··· Information given
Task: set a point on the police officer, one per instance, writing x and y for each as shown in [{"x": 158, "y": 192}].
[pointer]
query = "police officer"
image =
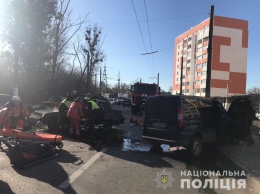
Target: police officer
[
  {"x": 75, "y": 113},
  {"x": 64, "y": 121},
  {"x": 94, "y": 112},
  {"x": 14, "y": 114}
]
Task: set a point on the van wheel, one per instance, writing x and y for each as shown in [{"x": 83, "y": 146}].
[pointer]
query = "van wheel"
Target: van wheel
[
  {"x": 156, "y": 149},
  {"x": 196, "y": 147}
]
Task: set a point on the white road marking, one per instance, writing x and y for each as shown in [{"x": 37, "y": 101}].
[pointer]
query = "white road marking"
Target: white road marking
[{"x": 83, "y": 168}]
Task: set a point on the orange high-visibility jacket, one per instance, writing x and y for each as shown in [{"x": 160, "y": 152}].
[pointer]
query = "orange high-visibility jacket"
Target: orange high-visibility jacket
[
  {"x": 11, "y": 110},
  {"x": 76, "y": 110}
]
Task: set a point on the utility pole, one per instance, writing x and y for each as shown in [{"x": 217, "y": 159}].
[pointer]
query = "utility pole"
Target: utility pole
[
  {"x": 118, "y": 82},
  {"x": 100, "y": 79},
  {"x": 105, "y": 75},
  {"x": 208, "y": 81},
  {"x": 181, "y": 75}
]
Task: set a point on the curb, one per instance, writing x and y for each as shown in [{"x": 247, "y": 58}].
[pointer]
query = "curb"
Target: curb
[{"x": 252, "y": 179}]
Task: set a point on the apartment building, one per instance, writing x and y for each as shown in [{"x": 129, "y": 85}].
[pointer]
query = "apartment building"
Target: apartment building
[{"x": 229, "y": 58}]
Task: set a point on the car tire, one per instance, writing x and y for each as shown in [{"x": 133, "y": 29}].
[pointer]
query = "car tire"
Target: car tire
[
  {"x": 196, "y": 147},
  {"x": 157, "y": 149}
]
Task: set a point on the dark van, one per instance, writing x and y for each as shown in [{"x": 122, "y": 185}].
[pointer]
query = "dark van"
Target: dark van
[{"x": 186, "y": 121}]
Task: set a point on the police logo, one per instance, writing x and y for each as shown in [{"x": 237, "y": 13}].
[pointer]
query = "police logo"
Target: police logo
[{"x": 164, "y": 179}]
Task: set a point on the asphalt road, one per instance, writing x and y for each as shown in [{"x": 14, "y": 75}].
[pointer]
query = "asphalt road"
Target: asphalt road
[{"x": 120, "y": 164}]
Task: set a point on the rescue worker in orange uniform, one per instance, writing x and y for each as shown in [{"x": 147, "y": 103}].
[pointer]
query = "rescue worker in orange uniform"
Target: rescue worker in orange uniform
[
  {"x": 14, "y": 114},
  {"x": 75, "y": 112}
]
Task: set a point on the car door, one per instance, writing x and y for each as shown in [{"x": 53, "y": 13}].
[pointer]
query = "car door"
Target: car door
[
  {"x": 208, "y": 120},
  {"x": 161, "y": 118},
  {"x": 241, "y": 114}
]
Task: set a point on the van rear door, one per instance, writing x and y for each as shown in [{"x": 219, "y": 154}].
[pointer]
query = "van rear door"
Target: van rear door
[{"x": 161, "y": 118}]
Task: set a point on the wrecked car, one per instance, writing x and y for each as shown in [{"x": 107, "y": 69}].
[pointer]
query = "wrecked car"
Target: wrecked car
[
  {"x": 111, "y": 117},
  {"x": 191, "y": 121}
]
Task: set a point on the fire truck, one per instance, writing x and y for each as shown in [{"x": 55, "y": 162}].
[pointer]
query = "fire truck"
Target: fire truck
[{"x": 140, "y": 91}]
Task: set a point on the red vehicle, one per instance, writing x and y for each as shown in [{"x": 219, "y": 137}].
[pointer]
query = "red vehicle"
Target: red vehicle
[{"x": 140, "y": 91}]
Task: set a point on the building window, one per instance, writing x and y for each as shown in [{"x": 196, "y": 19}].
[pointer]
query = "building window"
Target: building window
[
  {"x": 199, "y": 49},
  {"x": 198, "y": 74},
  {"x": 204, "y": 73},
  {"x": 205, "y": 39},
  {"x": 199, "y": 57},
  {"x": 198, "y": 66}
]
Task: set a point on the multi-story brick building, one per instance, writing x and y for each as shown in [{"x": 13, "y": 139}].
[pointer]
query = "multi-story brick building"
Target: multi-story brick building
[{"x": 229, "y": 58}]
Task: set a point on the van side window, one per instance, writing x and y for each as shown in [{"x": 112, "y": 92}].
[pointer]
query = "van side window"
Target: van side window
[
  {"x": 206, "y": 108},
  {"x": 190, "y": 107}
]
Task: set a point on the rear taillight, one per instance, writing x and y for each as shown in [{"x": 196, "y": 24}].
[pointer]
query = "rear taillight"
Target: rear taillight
······
### [Job]
Can you copy every line of the data above word for word, leaving out the pictures?

### [The answer]
Task: set a point on the police officer, one per instance, writing x and y for each as shown in [{"x": 158, "y": 192}].
[pointer]
query = "police officer"
image =
Target: police officer
[
  {"x": 75, "y": 113},
  {"x": 64, "y": 121},
  {"x": 94, "y": 112},
  {"x": 14, "y": 114}
]
Task: set a point on the van wheel, one per instance, writing x and y for each as shown in [{"x": 83, "y": 146}].
[pointer]
query = "van wheel"
Target: van wheel
[
  {"x": 156, "y": 149},
  {"x": 196, "y": 147}
]
Task: set a point on the white road marking, one per instance, writing x and y for each as shown in [{"x": 37, "y": 101}].
[pointer]
query = "white road marking"
Target: white road marking
[{"x": 83, "y": 168}]
Task: set a point on the orange high-visibility jacket, one per instance, writing x and y for each as shown in [{"x": 160, "y": 152}].
[pointer]
query = "orange high-visibility jacket"
Target: orange high-visibility jacket
[
  {"x": 11, "y": 110},
  {"x": 76, "y": 110}
]
Task: set a point on the utility pole, one per instance, writing x and y for each as shown in [{"x": 217, "y": 159}].
[pointer]
query = "utility pole"
Target: utility pole
[
  {"x": 118, "y": 82},
  {"x": 100, "y": 79},
  {"x": 105, "y": 75},
  {"x": 208, "y": 81},
  {"x": 181, "y": 75}
]
Task: set a point on the curb, one per instance, writing x and y for each as shown in [{"x": 247, "y": 58}].
[pointer]
query = "curb"
Target: curb
[{"x": 252, "y": 179}]
Task: set a point on the apartment building, one per instance, writing x and y for each as shown in [{"x": 129, "y": 85}].
[pointer]
query = "apartment building"
Target: apartment building
[{"x": 229, "y": 58}]
Task: set a point on the car tire, one per instance, writing x and y for each as shown in [{"x": 133, "y": 29}].
[pointer]
query = "car tire"
Target: car tire
[
  {"x": 196, "y": 147},
  {"x": 157, "y": 149}
]
Task: set a point on the dark van, one per instance, writing x and y for each as shown in [{"x": 122, "y": 185}].
[pointer]
query = "dark van"
Target: dark van
[{"x": 186, "y": 121}]
Task: set a point on the police logo, one per instance, writing x and y for each as shown in [{"x": 237, "y": 13}].
[pointer]
query = "police logo"
Target: police logo
[{"x": 164, "y": 179}]
Task: set a point on the asphalt road, one per instance, writing x and y for each as shown in [{"x": 14, "y": 75}].
[pointer]
query = "asphalt road"
Target: asphalt road
[{"x": 120, "y": 164}]
Task: set a point on the rescue worker in orange uniform, one per instance, writing x and y for each as shown in [{"x": 147, "y": 103}].
[pointer]
query = "rescue worker in orange uniform"
Target: rescue worker in orange uniform
[
  {"x": 14, "y": 114},
  {"x": 75, "y": 112}
]
Task: set a point on the car door, one per instance, writing x and y for each as shown in [{"x": 53, "y": 13}].
[pointer]
query = "car door"
Target: car door
[
  {"x": 208, "y": 120},
  {"x": 161, "y": 118},
  {"x": 241, "y": 114}
]
Task: set a point on the van rear door, one per instance, writing x and y for each as shown in [{"x": 219, "y": 154}].
[pointer]
query = "van rear door"
Target: van rear door
[{"x": 161, "y": 118}]
Task: set a point on the wrecked car, one per instance, writing x and y for each as shown in [{"x": 107, "y": 69}].
[pointer]
query = "wrecked car"
Target: wrecked car
[
  {"x": 111, "y": 117},
  {"x": 191, "y": 121}
]
Task: set a point on the fire truck, one per instance, writing x and y for each as shown in [{"x": 55, "y": 162}].
[pointer]
query = "fire truck"
Target: fire truck
[{"x": 140, "y": 91}]
Task: set a point on the red vehicle, one per instance, writing x and y for each as shown in [{"x": 219, "y": 137}].
[pointer]
query = "red vehicle"
Target: red vehicle
[{"x": 140, "y": 91}]
Task: set a point on the building window, one per instance, writing x and y for each as shown in [{"x": 196, "y": 19}].
[pointer]
query = "building window"
Target: building window
[
  {"x": 199, "y": 49},
  {"x": 198, "y": 74},
  {"x": 204, "y": 73},
  {"x": 205, "y": 39},
  {"x": 199, "y": 57},
  {"x": 198, "y": 66}
]
Task: set a point on the multi-story brick building, one per instance, writing x and y for each as shown in [{"x": 13, "y": 139}].
[pointer]
query = "multi-story brick building"
Target: multi-story brick building
[{"x": 229, "y": 58}]
Task: set a point on the van side window, one per instance, writing x and y for each as shown in [{"x": 112, "y": 92}].
[pointer]
query = "van side window"
Target: van side window
[
  {"x": 206, "y": 108},
  {"x": 190, "y": 107}
]
Task: set a point on the rear taillight, one per instance, writing x and y for each as shown in [{"x": 196, "y": 24}].
[pointer]
query = "rear taillight"
Target: rear taillight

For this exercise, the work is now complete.